Dataset entries:

-------

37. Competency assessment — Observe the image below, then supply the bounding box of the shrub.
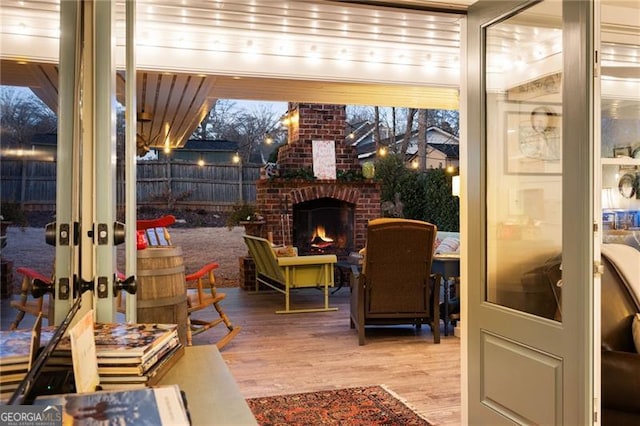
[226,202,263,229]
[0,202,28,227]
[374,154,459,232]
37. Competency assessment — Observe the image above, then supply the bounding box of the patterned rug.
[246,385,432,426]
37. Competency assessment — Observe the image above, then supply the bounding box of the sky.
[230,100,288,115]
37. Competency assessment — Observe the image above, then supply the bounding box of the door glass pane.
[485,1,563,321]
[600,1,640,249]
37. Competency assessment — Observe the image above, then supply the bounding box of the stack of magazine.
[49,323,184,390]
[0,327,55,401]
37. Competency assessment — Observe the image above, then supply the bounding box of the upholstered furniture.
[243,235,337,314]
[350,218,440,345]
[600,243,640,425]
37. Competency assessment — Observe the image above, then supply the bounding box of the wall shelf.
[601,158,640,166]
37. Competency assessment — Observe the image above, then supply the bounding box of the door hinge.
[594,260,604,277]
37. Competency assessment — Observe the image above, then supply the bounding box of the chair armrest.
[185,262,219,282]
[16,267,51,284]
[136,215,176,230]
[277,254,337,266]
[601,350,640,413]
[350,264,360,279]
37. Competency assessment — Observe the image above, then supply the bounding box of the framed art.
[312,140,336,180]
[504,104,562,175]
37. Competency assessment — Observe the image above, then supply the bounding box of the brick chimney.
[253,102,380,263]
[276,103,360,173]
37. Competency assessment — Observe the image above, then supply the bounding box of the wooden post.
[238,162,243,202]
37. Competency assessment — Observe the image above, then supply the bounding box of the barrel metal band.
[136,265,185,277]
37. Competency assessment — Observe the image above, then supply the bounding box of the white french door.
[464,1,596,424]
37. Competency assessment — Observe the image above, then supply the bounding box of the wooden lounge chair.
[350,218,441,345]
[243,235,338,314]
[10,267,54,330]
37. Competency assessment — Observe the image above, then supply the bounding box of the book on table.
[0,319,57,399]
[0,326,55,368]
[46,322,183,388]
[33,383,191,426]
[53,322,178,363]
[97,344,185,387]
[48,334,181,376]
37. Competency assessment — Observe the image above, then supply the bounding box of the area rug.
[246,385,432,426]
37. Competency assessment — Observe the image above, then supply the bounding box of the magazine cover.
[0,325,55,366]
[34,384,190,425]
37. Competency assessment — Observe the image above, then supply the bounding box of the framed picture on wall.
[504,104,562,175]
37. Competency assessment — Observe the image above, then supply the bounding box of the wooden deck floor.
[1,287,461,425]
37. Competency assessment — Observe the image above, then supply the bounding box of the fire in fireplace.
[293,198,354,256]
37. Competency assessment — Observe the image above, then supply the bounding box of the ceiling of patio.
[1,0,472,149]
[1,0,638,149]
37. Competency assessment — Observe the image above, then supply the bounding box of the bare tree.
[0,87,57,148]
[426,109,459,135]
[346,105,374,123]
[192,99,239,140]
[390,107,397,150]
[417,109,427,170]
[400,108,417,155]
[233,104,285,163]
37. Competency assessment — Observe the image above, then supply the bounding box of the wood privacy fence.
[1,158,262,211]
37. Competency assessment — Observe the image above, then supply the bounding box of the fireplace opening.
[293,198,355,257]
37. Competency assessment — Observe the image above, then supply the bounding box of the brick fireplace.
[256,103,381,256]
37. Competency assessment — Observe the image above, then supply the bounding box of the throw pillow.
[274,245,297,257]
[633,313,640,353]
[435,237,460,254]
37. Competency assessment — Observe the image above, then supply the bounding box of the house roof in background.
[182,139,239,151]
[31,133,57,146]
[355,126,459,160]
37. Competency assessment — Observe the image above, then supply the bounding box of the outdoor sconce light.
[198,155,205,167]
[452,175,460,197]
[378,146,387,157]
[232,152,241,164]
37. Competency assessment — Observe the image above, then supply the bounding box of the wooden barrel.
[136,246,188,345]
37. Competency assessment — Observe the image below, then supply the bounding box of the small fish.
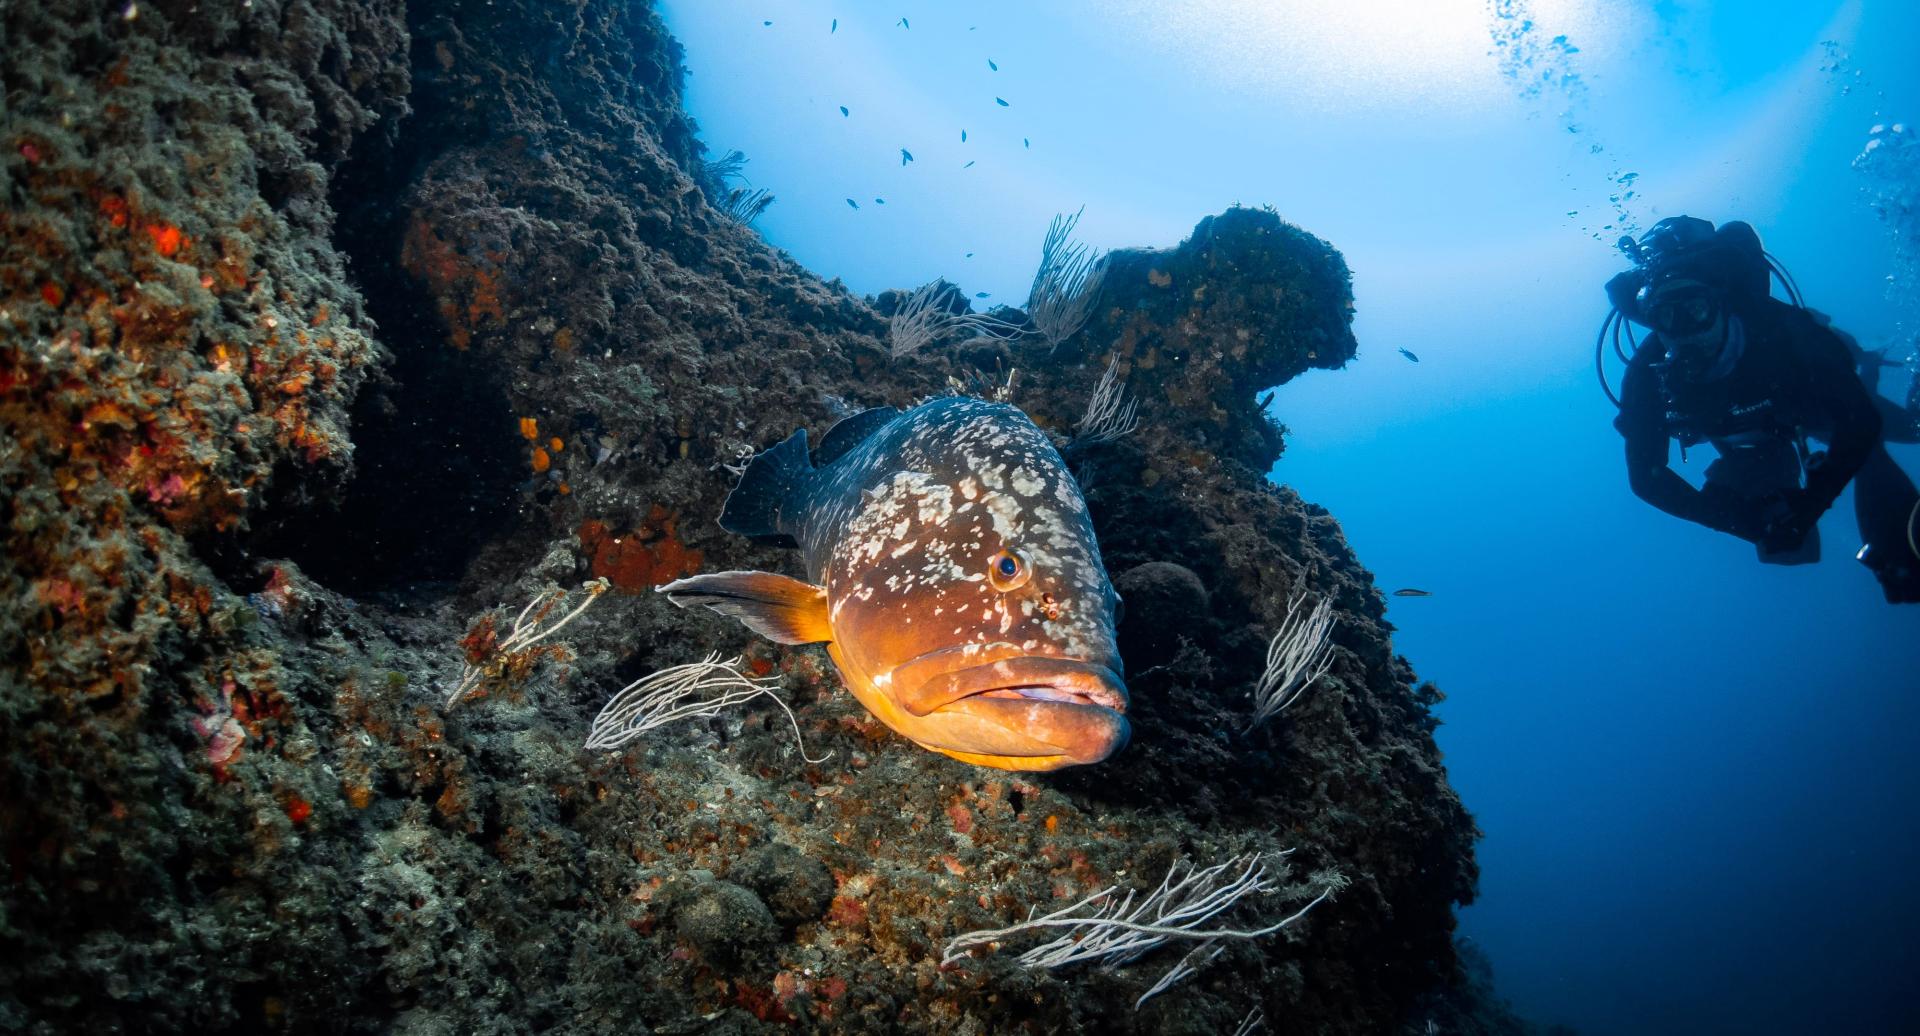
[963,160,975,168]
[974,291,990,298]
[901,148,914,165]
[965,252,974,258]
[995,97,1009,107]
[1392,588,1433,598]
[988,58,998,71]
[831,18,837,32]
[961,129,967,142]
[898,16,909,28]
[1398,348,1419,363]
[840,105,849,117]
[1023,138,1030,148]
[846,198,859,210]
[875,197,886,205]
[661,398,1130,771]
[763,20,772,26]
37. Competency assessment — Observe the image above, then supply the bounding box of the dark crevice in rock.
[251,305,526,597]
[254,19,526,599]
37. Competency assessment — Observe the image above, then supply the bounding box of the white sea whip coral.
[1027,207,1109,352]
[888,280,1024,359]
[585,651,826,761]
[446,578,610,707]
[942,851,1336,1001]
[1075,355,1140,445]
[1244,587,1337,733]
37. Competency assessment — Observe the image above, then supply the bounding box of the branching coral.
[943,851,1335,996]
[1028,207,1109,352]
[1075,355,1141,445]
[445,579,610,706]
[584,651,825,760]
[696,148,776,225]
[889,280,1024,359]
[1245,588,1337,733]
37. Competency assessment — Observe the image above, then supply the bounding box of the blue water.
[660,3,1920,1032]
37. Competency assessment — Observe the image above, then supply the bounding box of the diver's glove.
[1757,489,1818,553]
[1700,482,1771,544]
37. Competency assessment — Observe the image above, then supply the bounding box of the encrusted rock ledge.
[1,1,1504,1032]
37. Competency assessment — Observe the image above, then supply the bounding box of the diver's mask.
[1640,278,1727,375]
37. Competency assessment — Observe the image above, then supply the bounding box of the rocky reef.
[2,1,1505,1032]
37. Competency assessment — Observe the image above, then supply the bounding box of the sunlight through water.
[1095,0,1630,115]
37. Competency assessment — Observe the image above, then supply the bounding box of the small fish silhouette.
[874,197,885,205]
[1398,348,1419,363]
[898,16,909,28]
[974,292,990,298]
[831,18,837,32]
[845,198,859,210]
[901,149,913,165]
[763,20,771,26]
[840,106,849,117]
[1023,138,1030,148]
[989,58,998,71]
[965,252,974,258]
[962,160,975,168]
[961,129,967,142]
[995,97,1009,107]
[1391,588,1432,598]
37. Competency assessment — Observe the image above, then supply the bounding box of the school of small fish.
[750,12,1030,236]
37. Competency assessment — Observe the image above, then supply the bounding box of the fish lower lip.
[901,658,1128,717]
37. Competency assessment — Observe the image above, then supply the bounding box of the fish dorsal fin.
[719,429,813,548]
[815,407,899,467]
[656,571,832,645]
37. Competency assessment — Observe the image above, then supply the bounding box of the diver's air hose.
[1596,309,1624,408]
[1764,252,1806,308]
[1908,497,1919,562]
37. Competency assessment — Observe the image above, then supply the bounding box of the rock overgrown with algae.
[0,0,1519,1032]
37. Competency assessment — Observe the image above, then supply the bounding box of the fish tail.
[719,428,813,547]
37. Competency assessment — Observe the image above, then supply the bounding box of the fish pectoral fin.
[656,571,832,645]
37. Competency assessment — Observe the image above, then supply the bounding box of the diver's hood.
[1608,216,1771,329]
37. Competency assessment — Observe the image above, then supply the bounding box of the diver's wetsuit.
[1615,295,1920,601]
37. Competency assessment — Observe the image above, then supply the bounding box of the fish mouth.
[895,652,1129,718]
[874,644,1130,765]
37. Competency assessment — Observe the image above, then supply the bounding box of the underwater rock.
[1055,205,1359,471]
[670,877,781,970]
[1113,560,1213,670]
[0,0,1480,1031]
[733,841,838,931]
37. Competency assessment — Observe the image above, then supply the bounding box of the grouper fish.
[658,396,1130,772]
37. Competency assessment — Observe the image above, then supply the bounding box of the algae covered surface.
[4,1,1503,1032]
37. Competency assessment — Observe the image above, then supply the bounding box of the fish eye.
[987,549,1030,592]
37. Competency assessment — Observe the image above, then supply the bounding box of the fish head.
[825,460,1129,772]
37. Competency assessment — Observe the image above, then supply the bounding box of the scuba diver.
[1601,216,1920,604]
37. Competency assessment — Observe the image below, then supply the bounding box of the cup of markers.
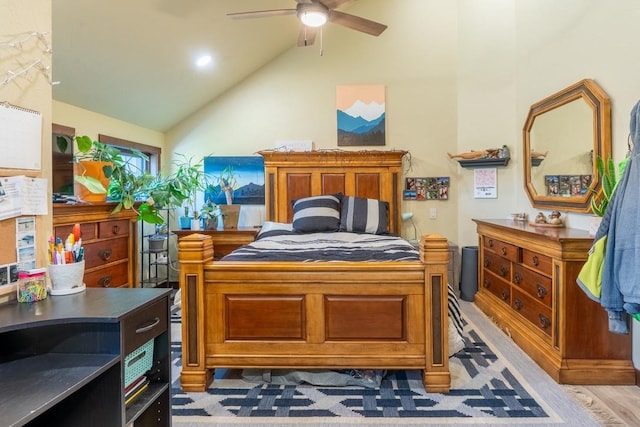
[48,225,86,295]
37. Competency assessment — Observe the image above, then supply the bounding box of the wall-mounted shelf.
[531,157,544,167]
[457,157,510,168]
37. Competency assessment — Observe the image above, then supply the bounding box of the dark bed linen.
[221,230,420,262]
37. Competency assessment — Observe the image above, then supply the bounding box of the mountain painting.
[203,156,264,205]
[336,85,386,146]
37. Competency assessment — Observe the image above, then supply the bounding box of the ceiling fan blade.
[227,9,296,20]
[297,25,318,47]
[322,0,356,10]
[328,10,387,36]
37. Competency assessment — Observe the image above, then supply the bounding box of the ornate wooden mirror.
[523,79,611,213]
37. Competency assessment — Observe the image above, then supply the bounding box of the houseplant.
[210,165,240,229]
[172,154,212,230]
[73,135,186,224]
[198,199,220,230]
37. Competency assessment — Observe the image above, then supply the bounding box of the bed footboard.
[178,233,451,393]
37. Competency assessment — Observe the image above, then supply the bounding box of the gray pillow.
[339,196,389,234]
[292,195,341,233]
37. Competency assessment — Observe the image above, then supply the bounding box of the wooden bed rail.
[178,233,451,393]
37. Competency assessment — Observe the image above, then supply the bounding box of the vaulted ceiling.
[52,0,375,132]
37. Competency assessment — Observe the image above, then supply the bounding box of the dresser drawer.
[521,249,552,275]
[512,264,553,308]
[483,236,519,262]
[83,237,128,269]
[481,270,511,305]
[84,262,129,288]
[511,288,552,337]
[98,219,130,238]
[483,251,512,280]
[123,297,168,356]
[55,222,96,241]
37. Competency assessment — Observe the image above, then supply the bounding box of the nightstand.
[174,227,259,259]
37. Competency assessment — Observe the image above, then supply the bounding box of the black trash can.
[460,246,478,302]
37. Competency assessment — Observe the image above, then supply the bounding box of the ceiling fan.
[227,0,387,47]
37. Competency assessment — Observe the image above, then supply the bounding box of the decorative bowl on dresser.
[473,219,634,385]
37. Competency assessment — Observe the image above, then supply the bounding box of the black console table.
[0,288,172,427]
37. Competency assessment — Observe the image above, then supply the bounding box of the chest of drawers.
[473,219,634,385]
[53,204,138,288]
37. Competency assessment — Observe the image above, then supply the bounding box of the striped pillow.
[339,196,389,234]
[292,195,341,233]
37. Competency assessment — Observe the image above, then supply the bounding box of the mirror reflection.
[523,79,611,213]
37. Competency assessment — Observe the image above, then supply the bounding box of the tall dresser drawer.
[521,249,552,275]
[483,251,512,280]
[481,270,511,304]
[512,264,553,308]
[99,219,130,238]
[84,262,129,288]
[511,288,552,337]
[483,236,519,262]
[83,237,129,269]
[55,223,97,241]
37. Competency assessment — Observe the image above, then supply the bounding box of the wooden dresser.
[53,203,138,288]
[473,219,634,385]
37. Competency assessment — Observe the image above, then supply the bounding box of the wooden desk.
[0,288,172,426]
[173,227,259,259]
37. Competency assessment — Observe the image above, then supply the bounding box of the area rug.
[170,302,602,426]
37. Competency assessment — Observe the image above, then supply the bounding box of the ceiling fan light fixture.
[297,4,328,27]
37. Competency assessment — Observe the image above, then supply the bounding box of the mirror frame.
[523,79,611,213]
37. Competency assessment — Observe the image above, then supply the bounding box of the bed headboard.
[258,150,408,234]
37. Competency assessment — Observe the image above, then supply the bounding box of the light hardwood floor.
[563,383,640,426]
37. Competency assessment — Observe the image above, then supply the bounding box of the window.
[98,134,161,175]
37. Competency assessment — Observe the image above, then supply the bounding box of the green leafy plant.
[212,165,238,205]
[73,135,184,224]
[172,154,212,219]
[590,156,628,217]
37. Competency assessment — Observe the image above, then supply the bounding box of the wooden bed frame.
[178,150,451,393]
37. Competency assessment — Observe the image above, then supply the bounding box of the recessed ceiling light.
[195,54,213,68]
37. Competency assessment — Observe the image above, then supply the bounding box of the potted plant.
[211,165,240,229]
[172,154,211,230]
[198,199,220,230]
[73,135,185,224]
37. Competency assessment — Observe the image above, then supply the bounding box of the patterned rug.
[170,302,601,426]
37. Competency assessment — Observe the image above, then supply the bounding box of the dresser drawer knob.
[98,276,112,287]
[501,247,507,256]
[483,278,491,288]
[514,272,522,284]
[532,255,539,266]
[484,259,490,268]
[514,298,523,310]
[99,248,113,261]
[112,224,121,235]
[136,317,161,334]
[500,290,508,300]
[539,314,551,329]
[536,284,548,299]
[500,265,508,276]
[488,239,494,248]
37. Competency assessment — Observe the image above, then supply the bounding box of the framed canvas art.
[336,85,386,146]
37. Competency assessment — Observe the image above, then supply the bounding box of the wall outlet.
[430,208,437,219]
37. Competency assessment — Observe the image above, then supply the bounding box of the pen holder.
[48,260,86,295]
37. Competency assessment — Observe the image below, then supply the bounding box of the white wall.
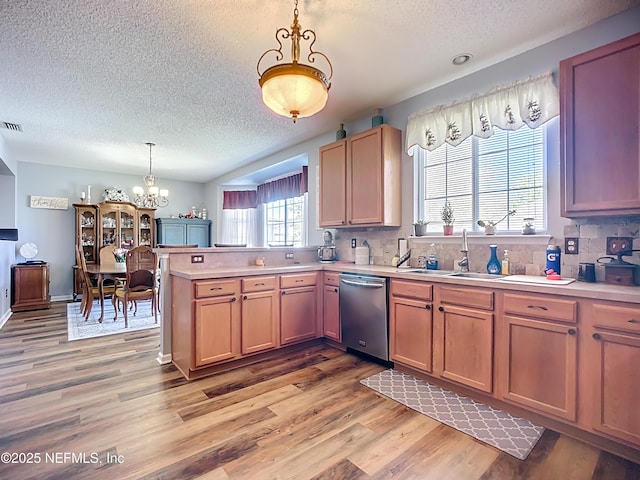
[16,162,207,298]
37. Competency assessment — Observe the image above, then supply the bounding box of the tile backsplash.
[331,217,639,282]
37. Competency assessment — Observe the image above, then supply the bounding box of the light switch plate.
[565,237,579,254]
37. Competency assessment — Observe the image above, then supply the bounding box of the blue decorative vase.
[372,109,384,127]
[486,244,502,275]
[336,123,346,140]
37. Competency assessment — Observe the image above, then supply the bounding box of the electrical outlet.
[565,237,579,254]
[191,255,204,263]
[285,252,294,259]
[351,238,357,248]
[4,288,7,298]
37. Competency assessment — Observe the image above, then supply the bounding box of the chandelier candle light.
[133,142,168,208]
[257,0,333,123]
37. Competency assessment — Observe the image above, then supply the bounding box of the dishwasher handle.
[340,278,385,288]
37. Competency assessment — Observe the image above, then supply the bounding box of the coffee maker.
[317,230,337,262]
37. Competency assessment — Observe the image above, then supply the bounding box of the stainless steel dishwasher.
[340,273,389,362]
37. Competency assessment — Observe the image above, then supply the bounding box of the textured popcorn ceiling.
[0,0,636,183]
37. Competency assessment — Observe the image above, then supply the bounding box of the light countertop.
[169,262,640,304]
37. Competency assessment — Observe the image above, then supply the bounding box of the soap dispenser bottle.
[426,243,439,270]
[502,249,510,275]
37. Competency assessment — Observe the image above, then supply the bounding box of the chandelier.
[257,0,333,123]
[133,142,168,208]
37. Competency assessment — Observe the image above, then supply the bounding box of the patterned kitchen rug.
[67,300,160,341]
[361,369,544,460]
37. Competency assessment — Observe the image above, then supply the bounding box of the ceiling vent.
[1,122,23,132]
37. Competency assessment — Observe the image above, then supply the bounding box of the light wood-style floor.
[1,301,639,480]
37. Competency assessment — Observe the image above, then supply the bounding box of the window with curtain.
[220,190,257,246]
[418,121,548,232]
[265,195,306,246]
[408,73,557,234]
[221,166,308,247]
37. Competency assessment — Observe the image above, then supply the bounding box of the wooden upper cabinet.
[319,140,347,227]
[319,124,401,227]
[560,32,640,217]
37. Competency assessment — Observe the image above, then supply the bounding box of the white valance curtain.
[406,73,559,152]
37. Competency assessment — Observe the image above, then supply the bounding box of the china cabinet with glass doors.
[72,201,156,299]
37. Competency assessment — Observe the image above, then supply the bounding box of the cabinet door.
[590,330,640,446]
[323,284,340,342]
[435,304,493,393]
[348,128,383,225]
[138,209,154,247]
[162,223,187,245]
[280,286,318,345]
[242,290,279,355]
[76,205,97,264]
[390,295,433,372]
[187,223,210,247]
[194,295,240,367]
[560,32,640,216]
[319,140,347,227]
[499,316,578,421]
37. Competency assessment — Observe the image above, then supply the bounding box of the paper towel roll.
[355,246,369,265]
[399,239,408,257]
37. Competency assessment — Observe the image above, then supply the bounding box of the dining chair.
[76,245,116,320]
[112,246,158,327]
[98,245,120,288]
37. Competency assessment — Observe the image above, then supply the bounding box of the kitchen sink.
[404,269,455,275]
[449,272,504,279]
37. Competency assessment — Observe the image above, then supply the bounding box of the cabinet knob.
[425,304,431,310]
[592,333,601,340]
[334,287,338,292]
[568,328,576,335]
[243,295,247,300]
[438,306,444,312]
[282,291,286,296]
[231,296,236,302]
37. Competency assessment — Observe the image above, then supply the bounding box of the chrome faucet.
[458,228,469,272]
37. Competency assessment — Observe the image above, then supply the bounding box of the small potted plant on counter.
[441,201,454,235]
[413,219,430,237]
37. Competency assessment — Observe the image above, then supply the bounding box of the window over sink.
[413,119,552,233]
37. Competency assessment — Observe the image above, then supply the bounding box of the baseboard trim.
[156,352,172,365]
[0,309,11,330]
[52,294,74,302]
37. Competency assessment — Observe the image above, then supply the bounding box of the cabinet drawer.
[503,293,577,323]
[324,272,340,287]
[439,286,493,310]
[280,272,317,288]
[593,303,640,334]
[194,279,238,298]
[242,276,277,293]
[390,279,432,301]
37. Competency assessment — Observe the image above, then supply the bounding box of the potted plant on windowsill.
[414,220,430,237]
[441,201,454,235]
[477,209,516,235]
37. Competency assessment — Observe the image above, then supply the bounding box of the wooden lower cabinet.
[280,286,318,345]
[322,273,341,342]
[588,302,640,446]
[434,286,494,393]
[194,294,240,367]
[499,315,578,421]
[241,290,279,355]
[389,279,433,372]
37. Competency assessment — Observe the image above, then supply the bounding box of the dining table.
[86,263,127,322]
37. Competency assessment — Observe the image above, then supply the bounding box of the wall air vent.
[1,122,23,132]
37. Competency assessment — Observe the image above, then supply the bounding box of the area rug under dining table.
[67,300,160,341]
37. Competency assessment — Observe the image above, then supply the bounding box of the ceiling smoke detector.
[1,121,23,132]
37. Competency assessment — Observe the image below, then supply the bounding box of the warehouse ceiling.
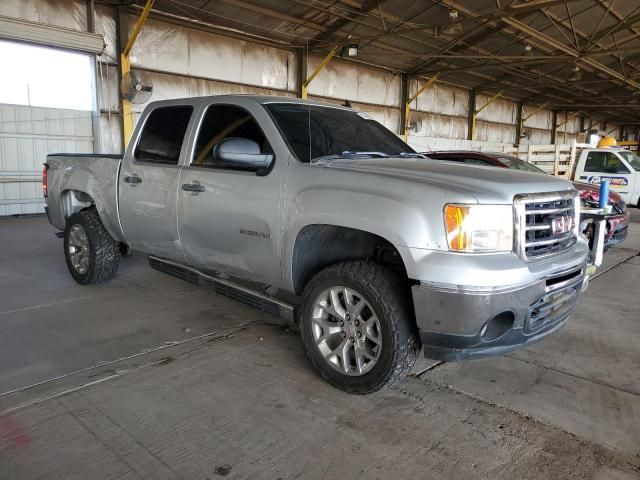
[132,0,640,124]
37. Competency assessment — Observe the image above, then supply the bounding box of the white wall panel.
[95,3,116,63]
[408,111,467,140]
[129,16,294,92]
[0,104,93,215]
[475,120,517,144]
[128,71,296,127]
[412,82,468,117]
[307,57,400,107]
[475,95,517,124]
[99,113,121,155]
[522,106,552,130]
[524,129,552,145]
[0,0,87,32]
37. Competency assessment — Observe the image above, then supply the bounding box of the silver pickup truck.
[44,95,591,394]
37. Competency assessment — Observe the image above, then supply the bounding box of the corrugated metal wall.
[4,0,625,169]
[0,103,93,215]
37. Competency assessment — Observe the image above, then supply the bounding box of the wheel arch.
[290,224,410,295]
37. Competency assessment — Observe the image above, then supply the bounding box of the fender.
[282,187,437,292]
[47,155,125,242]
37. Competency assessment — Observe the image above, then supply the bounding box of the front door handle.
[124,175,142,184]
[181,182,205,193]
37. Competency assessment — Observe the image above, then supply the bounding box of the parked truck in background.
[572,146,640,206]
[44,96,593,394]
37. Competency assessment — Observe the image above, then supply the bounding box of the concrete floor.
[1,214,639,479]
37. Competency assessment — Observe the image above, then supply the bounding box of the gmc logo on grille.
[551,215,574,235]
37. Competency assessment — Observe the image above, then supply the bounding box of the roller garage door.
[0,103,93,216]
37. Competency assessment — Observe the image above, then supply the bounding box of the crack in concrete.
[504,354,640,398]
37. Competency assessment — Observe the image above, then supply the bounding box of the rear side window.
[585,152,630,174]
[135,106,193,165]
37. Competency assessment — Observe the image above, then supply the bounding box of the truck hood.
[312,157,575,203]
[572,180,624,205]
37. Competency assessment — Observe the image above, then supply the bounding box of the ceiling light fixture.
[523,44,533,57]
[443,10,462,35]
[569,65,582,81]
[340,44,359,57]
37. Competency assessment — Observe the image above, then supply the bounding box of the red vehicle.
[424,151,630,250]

-------

**INSTRUCTIONS TO FOLLOW**
Repeat exactly the lines starting at the line with "front door handle." and ending with the final line of the entries. Include nothing else.

**SOLVED EXERCISE**
37. Competency assessment — Observe the image above, then supply the bounding box of the front door handle.
[124,175,142,184]
[181,182,205,193]
37. Competency assessment — Observe the image above, then supply the bounding box of the parked truck in background.
[572,146,640,206]
[44,96,593,394]
37. Competency assessment — Observe the image above, then supply the bounding box of the concrete floor.
[1,214,639,479]
37. Competency assessment — Observe the image above, then supply the bounding box of the gmc logo on grille.
[551,215,574,235]
37. Competency assessment — Observe the image above, then supply the bounding box of the roller garage door.
[0,103,93,216]
37. Competency assessment — Observe the image above, then supply the bounding box of the crack in concrete.
[504,354,640,398]
37. Competency assessment — Observe the image above, then supply the bounding box of the rear side window.
[585,152,630,174]
[135,106,193,165]
37. Competency assessment — Observe the image above, then supply the bounding box of the truck hood.
[312,157,575,203]
[572,180,624,205]
37. Competency assessment — Observe the image above, then supply the bounding box of the ceiling light fixture.
[523,44,533,57]
[443,10,462,35]
[569,65,582,81]
[340,44,359,57]
37. Competency assessment — Observe the image above, then supply the bounding box of the red vehicle.
[424,151,630,250]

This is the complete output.